● What you have to do
Restate, word for word, every line of the data.

● Supplied material
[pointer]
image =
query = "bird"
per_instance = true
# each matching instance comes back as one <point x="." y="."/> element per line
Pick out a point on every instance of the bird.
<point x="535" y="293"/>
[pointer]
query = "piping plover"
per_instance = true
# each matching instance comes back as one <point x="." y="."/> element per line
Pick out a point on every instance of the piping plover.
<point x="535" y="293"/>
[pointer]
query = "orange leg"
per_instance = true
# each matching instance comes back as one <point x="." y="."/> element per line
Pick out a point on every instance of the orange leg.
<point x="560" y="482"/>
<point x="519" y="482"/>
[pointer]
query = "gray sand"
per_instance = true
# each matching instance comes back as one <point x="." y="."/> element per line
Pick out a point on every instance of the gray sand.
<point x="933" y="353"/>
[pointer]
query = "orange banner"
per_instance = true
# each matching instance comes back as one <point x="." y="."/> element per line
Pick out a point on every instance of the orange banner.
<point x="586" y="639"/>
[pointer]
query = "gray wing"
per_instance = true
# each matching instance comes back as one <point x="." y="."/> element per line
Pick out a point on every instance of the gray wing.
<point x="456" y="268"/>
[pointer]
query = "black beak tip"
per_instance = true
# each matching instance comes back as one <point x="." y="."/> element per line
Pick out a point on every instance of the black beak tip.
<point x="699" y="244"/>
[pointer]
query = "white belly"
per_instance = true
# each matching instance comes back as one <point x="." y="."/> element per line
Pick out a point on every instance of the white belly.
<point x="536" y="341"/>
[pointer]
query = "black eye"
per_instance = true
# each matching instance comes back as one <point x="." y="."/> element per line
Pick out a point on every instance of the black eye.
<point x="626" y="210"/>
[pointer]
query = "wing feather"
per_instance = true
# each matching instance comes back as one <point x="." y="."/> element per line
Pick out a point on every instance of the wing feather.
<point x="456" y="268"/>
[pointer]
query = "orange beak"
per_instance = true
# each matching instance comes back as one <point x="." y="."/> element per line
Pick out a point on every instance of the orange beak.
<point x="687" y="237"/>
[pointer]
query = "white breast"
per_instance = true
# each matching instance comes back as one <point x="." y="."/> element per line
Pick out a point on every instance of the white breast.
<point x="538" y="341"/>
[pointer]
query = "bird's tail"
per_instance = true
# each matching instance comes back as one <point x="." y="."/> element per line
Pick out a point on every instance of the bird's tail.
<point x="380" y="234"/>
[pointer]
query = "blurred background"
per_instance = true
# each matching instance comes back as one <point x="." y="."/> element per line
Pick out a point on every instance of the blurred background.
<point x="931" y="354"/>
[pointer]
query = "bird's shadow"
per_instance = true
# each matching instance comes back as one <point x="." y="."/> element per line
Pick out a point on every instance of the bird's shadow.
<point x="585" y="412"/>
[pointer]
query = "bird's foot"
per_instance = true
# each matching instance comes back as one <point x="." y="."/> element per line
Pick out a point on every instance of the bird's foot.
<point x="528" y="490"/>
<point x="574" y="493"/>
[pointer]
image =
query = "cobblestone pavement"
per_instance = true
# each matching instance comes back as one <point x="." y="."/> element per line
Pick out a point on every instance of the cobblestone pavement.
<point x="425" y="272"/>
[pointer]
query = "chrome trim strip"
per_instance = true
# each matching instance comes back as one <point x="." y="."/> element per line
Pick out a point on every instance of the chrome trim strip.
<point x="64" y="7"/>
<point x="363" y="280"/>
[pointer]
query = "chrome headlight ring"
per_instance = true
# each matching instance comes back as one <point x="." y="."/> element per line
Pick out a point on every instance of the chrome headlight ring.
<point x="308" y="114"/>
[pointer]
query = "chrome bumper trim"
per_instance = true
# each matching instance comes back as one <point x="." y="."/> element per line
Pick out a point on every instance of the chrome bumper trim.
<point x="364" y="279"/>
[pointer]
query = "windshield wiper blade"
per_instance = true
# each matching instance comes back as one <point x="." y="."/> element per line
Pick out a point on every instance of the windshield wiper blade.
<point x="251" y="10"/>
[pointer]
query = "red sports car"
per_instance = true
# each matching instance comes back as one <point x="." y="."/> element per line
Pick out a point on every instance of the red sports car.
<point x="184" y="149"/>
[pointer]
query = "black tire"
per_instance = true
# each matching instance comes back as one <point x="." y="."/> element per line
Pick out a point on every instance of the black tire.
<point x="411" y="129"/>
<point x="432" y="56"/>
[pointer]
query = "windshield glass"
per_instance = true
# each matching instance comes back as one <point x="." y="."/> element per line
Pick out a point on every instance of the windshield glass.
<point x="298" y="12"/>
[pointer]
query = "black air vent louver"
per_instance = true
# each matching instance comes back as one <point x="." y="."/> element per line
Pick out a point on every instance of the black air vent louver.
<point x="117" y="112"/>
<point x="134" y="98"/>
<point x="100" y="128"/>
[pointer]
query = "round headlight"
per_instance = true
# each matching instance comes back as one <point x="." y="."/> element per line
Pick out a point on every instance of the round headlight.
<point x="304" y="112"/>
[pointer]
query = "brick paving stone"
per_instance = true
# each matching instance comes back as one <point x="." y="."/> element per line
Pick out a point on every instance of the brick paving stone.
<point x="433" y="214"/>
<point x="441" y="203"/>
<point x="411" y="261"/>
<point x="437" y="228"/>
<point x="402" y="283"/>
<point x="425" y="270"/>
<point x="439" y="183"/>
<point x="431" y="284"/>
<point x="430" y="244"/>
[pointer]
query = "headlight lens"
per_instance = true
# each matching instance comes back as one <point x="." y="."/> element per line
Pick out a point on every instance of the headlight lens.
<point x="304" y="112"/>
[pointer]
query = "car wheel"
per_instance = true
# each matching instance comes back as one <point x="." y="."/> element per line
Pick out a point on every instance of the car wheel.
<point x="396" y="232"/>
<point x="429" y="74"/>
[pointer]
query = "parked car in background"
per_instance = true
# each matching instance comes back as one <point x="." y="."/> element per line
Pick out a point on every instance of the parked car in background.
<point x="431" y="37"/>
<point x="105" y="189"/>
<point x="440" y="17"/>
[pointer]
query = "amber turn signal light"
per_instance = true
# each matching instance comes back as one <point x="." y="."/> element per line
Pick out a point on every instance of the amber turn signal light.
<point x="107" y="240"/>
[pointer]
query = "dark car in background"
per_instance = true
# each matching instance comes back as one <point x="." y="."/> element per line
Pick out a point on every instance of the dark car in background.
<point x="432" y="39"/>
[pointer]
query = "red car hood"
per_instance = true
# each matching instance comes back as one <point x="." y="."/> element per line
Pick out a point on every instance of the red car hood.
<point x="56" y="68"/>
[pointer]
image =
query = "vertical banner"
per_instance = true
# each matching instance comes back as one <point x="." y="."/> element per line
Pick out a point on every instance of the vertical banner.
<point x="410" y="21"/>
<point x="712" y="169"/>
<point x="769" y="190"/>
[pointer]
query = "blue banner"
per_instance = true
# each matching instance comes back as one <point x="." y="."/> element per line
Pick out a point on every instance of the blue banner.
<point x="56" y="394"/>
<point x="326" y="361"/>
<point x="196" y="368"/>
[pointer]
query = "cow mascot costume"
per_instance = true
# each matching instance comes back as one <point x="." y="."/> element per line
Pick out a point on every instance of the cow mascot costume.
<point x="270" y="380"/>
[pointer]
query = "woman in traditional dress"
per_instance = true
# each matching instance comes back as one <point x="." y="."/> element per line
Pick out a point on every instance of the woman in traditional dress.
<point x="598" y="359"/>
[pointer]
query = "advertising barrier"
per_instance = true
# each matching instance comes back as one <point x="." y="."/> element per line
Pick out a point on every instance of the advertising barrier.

● Answer
[pointer]
image =
query = "bird"
per_instance = true
# each matching instance comes back as one <point x="." y="."/> element per line
Pick out a point on every instance of the bird.
<point x="535" y="293"/>
[pointer]
query = "piping plover"
per_instance = true
# each matching instance comes back as one <point x="." y="."/> element per line
Pick out a point on every instance of the piping plover.
<point x="535" y="293"/>
[pointer]
query = "orange leg"
per_instance = true
# each matching instance comes back as one <point x="." y="."/> element per line
Pick out a point on every instance of the orange leg.
<point x="560" y="482"/>
<point x="519" y="482"/>
[pointer]
query = "gray sand"
per_instance = true
# each matching instance comes back as one <point x="." y="."/> element per line
Pick out a point on every instance of the gray sand.
<point x="933" y="353"/>
[pointer]
query = "orange banner"
per_instance = true
# each matching instance comes back as one <point x="." y="."/> element per line
Pick out a point on every instance of the orange banner.
<point x="586" y="639"/>
[pointer]
query = "gray wing"
per_instance = true
# each matching instance comes back as one <point x="." y="."/> element per line
Pick out a point on every instance of the gray wing.
<point x="456" y="268"/>
[pointer]
query = "black beak tip"
per_instance = true
# each matching instance comes back as one <point x="." y="."/> element per line
Pick out a point on every instance of the black beak tip.
<point x="699" y="244"/>
[pointer]
query = "white belly"
per_instance = true
# each matching instance comes back as one <point x="." y="."/> element per line
Pick out a point on every instance of the white belly.
<point x="536" y="341"/>
[pointer]
query = "black eye"
per_instance = true
# each matching instance comes back as one <point x="." y="."/> element per line
Pick out a point on every instance of the black eye.
<point x="626" y="210"/>
[pointer]
query = "wing feather"
per_instance = true
# each matching instance comes back as one <point x="." y="."/> element per line
Pick out a point on every instance of the wing feather.
<point x="456" y="268"/>
[pointer]
query = "orange beak"
per_instance = true
# each matching instance comes back as one <point x="." y="."/> element per line
Pick out a point on every instance of the orange beak.
<point x="687" y="237"/>
[pointer]
query = "white breast"
per_instance = true
# each matching instance comes back as one <point x="." y="."/> element per line
Pick out a point on every instance of the white breast.
<point x="538" y="341"/>
[pointer]
query = "bird's tail"
per_instance = true
# each matching instance comes back as one <point x="." y="."/> element per line
Pick out a point on every instance of the bird's tail.
<point x="380" y="234"/>
[pointer]
query = "blurred background"
per_instance = true
# each matching instance comes back as one <point x="." y="."/> element per line
Pick out a point on every instance of the blurred background.
<point x="931" y="354"/>
[pointer]
query = "bird's shadow"
per_instance = true
# each matching instance comes back as one <point x="." y="."/> element per line
Pick out a point on every instance of the bird's shadow.
<point x="585" y="412"/>
[pointer]
query = "bird's foot"
per_instance = true
# each matching instance comes back as one <point x="." y="."/> element per line
Pick out a point on every instance of the bird's foot.
<point x="528" y="490"/>
<point x="574" y="493"/>
[pointer]
image =
query = "cobblestone pavement"
per_instance = true
# each matching instance comes back as one <point x="." y="."/> element per line
Pick out a point on every instance of the cobblestone pavement.
<point x="425" y="272"/>
[pointer]
query = "chrome trim strip"
per_instance = true
# each matching instance comes back as one <point x="." y="."/> element per line
Pick out a point on every instance of the chrome trim strip.
<point x="64" y="7"/>
<point x="363" y="280"/>
[pointer]
query = "chrome headlight ring"
per_instance = true
# each matching instance comes back as one <point x="." y="."/> element per line
Pick out a point on every instance of the chrome headlight ring.
<point x="308" y="114"/>
[pointer]
query = "chrome bumper trim"
per_instance = true
# each matching instance comes back as one <point x="." y="."/> element per line
Pick out a point on every instance of the chrome bumper trim.
<point x="364" y="279"/>
[pointer]
query = "windshield wiper blade"
per_instance = true
# each matching instance comes back as one <point x="." y="."/> element per line
Pick out a point on every instance of the windshield wiper blade.
<point x="251" y="10"/>
[pointer]
query = "red sports car"
per_instance = true
# each matching instance comes back as one <point x="." y="."/> element per line
Pick out a point on every instance of the red sports car.
<point x="184" y="149"/>
[pointer]
query = "black tire"
per_instance = true
# each matching instance comes back as one <point x="." y="."/> element per line
Pick out a point on every instance of the black tire.
<point x="411" y="129"/>
<point x="432" y="56"/>
[pointer]
query = "windshield glass"
per_instance = true
# each matching instance comes back as one <point x="." y="."/> element per line
Pick out a point on every instance of the windshield glass.
<point x="298" y="12"/>
[pointer]
query = "black air vent louver"
per_instance = true
# each matching instance comes back as one <point x="." y="."/> element per line
Pick out a point on every instance of the black air vent louver.
<point x="117" y="112"/>
<point x="134" y="98"/>
<point x="100" y="128"/>
[pointer]
query = "round headlight"
per_instance = true
# each matching instance comes back as one <point x="." y="."/> element per line
Pick out a point on every instance of the round headlight.
<point x="304" y="112"/>
[pointer]
query = "brick paving stone"
per_instance = true
# each matching instance comes back as one <point x="." y="."/> element per line
Pick out a point on every instance of the brick paving stone.
<point x="433" y="214"/>
<point x="441" y="203"/>
<point x="411" y="261"/>
<point x="437" y="228"/>
<point x="402" y="283"/>
<point x="425" y="270"/>
<point x="439" y="183"/>
<point x="431" y="284"/>
<point x="430" y="244"/>
[pointer]
query = "headlight lens"
per_instance = true
# each matching instance comes back as one <point x="." y="."/> element per line
Pick out a point on every instance of the headlight lens.
<point x="304" y="112"/>
[pointer]
query = "car wheel"
per_instance = true
# each matching instance comes back as one <point x="." y="."/> element per line
Pick out a point on every instance of the car wheel.
<point x="396" y="232"/>
<point x="429" y="74"/>
[pointer]
query = "parked car in background"
per_instance = true
# each matching instance comes back as one <point x="." y="."/> element per line
Pick out a point on every instance of the parked car in background.
<point x="431" y="37"/>
<point x="105" y="189"/>
<point x="440" y="17"/>
[pointer]
query = "amber turn signal light"
per_instance = true
# each matching instance comes back as one <point x="." y="."/> element per line
Pick out a point on every instance of the amber turn signal light.
<point x="107" y="240"/>
[pointer]
query = "dark car in background"
per_instance = true
# each matching instance comes back as one <point x="." y="."/> element per line
Pick out a point on every instance of the dark car in background.
<point x="432" y="39"/>
[pointer]
query = "red car hood"
per_instance = true
# each matching instance comes back as one <point x="." y="."/> element per line
Pick out a point on every instance of the red car hood.
<point x="56" y="68"/>
[pointer]
image =
query = "vertical banner"
per_instance = true
# each matching instance comes back as one <point x="." y="."/> element per line
Pick out a point on every instance of the vertical banner.
<point x="410" y="21"/>
<point x="712" y="169"/>
<point x="769" y="190"/>
[pointer]
query = "blue banner"
per_instance = true
# each matching instance comes back as one <point x="." y="."/> element per line
Pick out a point on every instance of the blue banner.
<point x="56" y="394"/>
<point x="326" y="361"/>
<point x="196" y="368"/>
[pointer]
query = "cow mascot costume"
per_instance = true
# each matching instance comes back as one <point x="." y="."/> element per line
Pick out a point on every instance of the cow mascot costume.
<point x="270" y="380"/>
[pointer]
query = "woman in traditional dress"
per_instance = true
# each matching instance comes back as one <point x="." y="."/> element per line
Pick out a point on every instance of the woman in traditional dress.
<point x="598" y="359"/>
[pointer]
query = "advertising barrier"
per_instance = true
# each matching instance comes back as one <point x="." y="."/> element per line
Pick out a point on every instance of the advertising barrier.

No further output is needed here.